Exercise instructions:
Word for word, repeat every entry that appears below.

Records from a data source
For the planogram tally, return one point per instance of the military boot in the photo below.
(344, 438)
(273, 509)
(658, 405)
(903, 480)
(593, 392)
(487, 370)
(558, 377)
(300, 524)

Result of the exercise:
For the planogram tally, return one point per instance of the military boot in the photo below.
(344, 438)
(273, 509)
(658, 405)
(903, 480)
(593, 392)
(487, 370)
(558, 377)
(300, 524)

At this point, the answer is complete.